## Task item
Transcribe the entries in full, keeping each word as it is.
◆ ◆ ◆ ◆ ◆ ◆ ◆
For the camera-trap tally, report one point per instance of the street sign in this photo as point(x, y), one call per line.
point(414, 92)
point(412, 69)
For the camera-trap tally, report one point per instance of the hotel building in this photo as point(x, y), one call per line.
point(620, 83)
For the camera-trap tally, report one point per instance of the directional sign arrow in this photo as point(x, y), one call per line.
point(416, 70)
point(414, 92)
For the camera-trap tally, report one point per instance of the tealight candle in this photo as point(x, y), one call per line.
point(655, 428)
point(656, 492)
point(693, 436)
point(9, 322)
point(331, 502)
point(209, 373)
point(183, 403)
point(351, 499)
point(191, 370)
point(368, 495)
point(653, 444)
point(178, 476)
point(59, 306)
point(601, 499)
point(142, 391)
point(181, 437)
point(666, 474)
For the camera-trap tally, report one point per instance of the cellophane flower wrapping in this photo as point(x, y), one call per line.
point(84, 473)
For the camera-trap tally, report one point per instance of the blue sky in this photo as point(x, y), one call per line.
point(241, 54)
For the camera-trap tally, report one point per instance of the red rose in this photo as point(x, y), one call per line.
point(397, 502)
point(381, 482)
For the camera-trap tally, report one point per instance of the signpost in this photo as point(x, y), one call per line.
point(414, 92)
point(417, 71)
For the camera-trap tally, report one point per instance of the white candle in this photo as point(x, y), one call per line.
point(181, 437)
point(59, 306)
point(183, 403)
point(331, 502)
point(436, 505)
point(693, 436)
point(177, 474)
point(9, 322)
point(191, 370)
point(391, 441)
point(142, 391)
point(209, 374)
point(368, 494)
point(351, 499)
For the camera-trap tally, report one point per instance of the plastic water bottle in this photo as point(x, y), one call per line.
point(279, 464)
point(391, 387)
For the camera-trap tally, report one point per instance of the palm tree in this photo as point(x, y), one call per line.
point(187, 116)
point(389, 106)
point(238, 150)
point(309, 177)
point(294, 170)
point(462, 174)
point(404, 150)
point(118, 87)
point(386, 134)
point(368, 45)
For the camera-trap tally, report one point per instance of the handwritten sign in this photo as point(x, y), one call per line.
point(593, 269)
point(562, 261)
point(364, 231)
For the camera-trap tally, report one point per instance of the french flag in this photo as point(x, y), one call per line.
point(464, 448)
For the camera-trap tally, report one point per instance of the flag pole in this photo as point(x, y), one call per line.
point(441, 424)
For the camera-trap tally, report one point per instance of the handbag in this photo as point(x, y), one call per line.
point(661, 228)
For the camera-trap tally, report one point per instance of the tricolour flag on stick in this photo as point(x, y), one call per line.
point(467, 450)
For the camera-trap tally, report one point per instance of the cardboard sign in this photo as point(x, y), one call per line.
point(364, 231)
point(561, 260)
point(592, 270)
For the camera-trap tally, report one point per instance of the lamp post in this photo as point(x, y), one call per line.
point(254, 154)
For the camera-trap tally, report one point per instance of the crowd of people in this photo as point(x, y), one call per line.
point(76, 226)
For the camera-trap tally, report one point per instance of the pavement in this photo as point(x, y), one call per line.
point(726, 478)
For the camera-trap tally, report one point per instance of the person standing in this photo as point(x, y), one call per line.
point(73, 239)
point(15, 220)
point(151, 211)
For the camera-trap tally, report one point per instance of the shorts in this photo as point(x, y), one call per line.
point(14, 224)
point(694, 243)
◆ ◆ ◆ ◆ ◆ ◆ ◆
## Exercise solution
For the camera-trap tally, report one point per instance of the street sign in this photo as point(x, y), one call per line.
point(414, 92)
point(412, 69)
For the camera-trap tally, report one point per instance of the hotel building in this photo as point(x, y), one call per line.
point(620, 83)
For the camera-trap tally, report one point per instance of the directional sign arrow in this photo as point(x, y), one call per line.
point(416, 70)
point(414, 92)
For the camera-trap tally, report one point per instance of the tealight candle in this photo as point(x, y), one call per line.
point(655, 428)
point(656, 492)
point(693, 436)
point(9, 322)
point(331, 502)
point(209, 373)
point(183, 403)
point(351, 499)
point(191, 370)
point(368, 495)
point(653, 444)
point(178, 476)
point(59, 306)
point(601, 499)
point(142, 391)
point(181, 437)
point(666, 474)
For the camera-trap tally, report one point per instance of the cellophane flower wrapping in this photo as point(x, y), one call per line.
point(84, 473)
For the camera-trap tally, report one point per instance of the blue sky in this photo as point(x, y), one call per line.
point(241, 54)
For the camera-trap tally, report one point per instance of the red rose in this photo as point(x, y), one call per line.
point(397, 502)
point(381, 482)
For the camera-trap tally, report one point per instance of the signpost in this photo as point(x, y), one call per line.
point(414, 92)
point(417, 71)
For the camera-trap tally, report one point per instance of the white candle in this photo as point(x, y), one call per line.
point(181, 437)
point(59, 306)
point(183, 403)
point(331, 502)
point(436, 505)
point(693, 436)
point(177, 474)
point(9, 322)
point(191, 370)
point(391, 441)
point(142, 391)
point(209, 374)
point(368, 494)
point(351, 499)
For the camera-trap tally, report one point per instance of the plastic water bottle in this photo as point(x, y), one call per line.
point(279, 464)
point(391, 387)
For the camera-trap tally, report one point per instance of the palm tree in this photo as point(x, y), one call per line.
point(187, 116)
point(389, 106)
point(238, 150)
point(309, 177)
point(294, 170)
point(462, 174)
point(404, 150)
point(118, 87)
point(386, 134)
point(368, 45)
For the camera-trap tally, report one point per instance of the handwritten sign in this photo as point(x, y), one call per line.
point(593, 269)
point(562, 261)
point(364, 231)
For the camera-trap tally, report one point per instance of the french flag in this photo as point(x, y), one call per line.
point(464, 448)
For the camera-trap tally, report one point per instance of the flag pole in this photo as point(x, y), one call per line.
point(441, 424)
For the camera-trap tally, report one point per instance of the handbag in this photo as point(x, y), one call per line.
point(661, 228)
For the camera-trap tally, report one point per instance of the tricolour flag on stick in this photo as point(x, y), one call per line.
point(467, 450)
For the camera-trap tally, report one point per instance of the cardboard sign in this photo as point(x, y), one call per line.
point(364, 231)
point(561, 260)
point(592, 270)
For the camera-trap tally, report one point per instance of the lamp post in this photo as point(x, y), one call per line.
point(254, 154)
For the camera-trap tally, report one point per instance of the crowd of people in this photo as point(x, y), one call per line.
point(76, 226)
For the camera-trap tally, report one point per instance of the pavement in this photo as point(x, y), one call per line.
point(726, 478)
For the camera-trap tally, report one point per instance of the person standing in this photo as point(x, y), one call per line.
point(73, 239)
point(15, 220)
point(151, 211)
For the camera-trap tally, report one point per instance of the shorts in this photo as point(x, y), one call per line.
point(14, 224)
point(694, 243)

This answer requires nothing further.